"""
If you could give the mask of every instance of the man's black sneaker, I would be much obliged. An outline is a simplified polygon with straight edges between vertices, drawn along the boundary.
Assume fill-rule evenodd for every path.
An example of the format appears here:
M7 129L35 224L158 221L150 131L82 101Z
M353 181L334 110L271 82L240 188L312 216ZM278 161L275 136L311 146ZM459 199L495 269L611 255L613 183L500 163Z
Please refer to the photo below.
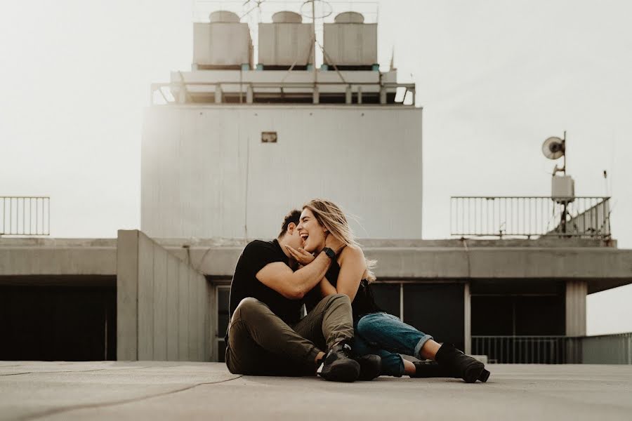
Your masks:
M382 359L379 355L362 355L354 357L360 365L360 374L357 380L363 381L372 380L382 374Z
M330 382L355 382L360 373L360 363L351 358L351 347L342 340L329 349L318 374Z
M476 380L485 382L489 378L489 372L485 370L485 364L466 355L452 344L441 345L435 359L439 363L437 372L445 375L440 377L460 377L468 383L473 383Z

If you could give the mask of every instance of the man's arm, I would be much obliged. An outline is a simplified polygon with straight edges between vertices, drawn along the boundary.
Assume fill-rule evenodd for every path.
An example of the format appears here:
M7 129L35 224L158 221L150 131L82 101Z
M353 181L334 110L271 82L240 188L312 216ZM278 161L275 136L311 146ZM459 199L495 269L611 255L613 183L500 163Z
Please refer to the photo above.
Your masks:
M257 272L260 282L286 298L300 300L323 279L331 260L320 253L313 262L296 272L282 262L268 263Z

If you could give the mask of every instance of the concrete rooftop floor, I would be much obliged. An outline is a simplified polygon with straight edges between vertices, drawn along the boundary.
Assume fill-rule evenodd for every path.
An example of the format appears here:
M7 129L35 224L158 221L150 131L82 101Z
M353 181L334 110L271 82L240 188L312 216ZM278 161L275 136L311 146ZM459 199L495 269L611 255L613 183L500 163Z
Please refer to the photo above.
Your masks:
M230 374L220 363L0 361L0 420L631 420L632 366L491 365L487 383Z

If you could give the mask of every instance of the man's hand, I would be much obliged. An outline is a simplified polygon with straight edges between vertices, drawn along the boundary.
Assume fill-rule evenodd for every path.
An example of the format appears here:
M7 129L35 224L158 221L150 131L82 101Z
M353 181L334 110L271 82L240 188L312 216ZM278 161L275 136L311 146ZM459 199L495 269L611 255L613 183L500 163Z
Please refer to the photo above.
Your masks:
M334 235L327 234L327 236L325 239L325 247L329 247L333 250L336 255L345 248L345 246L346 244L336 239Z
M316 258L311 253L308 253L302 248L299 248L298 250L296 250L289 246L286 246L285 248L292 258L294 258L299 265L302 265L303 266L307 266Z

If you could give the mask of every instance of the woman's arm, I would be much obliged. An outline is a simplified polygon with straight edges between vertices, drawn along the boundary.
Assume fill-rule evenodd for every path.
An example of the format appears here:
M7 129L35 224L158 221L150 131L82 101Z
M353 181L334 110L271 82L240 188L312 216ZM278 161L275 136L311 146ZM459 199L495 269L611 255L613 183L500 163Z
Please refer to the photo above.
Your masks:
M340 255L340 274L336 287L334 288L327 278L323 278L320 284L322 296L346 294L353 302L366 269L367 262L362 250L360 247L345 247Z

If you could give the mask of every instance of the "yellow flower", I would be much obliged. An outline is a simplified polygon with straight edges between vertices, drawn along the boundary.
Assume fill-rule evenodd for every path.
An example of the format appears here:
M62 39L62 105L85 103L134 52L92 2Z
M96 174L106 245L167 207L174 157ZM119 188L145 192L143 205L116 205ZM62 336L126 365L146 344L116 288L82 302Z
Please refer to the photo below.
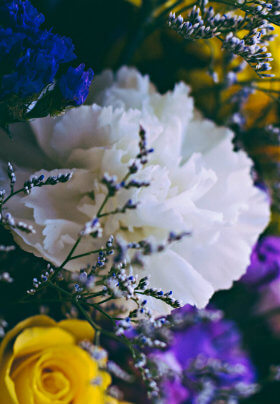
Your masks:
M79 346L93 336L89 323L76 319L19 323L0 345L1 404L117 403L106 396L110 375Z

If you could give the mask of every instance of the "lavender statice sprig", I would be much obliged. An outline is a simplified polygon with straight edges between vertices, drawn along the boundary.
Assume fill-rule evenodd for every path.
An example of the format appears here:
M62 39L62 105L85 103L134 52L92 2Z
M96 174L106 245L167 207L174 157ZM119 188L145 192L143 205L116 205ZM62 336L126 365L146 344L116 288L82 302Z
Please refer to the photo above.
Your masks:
"""
OBJECTIVE:
What do you get when you print out the items starting at the line containing "man's hand, I" and ending after the line containing "M340 255L340 274L336", with both of those lines included, reproduced with no changes?

TASK RESULT:
If you could give the mask of every instance of the man's hand, I would be much obliged. An outline is a simplified polygon with straight edges between vertices, drawn along the boundary.
Assume fill-rule evenodd for every path.
An example of the format appears here:
M7 129L35 224L158 221L150 131L82 101Z
M353 181L334 110L271 82L240 188L312 216ZM278 161L275 136L311 146ZM459 199L495 269L611 255L613 183L500 163Z
Please refer to the photo above.
Your masks:
M334 235L327 234L327 236L325 239L325 247L329 247L333 250L336 255L345 248L345 246L346 244L336 239Z
M316 258L311 253L308 253L302 248L299 248L298 250L296 250L289 246L286 246L285 248L292 258L294 258L299 265L302 265L303 266L307 266Z

If you could give the mask of every instance of the woman's arm, I would be much obliged. An outline is a simplified polygon with straight edges between vertices, drawn along the boundary.
Assume fill-rule evenodd for every path.
An example of the format appears here:
M7 129L35 224L158 221L150 131L82 101Z
M353 181L334 110L271 82L240 188L312 216ZM278 161L275 136L311 146ZM459 199L495 269L611 255L613 183L500 163Z
Please refer to the photo above.
Your masks:
M340 255L340 274L336 287L334 288L327 278L323 278L320 284L322 296L346 294L353 302L366 269L367 262L362 250L360 247L345 247Z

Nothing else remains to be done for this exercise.